Information provided:
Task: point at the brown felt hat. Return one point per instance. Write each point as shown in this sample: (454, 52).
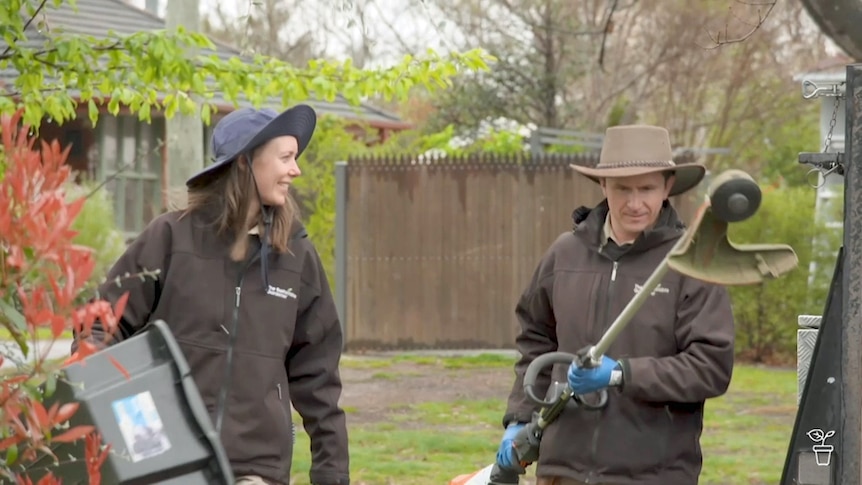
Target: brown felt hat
(631, 150)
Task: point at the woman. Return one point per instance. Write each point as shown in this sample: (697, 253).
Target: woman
(246, 297)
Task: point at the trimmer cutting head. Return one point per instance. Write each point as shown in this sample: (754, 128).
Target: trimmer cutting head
(707, 254)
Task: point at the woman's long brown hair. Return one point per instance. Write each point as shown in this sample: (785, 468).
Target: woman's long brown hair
(231, 192)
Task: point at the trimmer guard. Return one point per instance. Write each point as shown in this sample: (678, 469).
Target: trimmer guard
(155, 420)
(708, 255)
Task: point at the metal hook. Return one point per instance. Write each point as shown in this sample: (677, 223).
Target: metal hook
(816, 90)
(822, 173)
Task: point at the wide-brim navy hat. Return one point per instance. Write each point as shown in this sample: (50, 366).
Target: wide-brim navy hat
(245, 129)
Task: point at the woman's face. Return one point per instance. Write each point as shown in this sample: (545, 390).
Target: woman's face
(274, 169)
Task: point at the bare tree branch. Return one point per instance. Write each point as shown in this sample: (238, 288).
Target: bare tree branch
(764, 8)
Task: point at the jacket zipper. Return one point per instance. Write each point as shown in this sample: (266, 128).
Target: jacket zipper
(232, 336)
(606, 314)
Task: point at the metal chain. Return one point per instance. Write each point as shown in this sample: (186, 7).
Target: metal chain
(832, 122)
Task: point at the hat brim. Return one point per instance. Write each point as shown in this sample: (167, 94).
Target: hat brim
(298, 121)
(686, 176)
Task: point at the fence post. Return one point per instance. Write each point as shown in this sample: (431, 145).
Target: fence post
(341, 245)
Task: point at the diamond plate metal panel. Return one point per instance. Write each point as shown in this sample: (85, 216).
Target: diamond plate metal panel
(809, 321)
(805, 340)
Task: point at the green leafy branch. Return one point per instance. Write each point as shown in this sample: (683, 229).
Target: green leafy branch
(185, 72)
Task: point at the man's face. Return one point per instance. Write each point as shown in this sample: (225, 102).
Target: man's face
(635, 202)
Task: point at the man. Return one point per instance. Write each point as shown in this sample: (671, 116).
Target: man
(675, 353)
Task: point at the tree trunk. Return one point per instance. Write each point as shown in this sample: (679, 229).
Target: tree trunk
(840, 20)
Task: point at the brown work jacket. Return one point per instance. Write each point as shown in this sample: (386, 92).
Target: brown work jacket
(675, 353)
(286, 339)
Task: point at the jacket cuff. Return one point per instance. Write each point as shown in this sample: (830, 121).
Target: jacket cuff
(510, 418)
(627, 372)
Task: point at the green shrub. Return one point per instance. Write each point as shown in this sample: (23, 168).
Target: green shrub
(315, 189)
(97, 229)
(766, 314)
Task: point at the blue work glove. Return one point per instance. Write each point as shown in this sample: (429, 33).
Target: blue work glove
(587, 380)
(506, 456)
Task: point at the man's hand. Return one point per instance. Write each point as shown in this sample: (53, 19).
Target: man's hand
(587, 380)
(507, 459)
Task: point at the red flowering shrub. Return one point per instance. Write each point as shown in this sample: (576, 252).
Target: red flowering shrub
(41, 274)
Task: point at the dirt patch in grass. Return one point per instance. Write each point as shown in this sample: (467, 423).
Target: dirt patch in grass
(378, 394)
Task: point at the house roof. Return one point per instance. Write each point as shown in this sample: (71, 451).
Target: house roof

The problem:
Repeat the entries above verbatim, but only from the line that has "Target: tree trunk" down to the line that has "Task: point at the blue", inclusive.

Reply:
Target: tree trunk
(840, 20)
Task: point at the brown work jacket. Return one point per instance. Write each point as shown in this sample: (386, 92).
Target: brown work jacket
(675, 353)
(286, 339)
Task: point at the jacket cuff. Return one point per instance. Write each point as shown in this sample: (830, 121).
Target: jacket cuff
(510, 418)
(627, 372)
Task: point at the green shrub. Return one point per instance. Write each point as shown in this sample: (23, 168).
Target: green shrub
(315, 189)
(97, 229)
(766, 314)
Task: point at the blue work glove. Return one point per instance. Write each point as shown in this sample: (429, 33).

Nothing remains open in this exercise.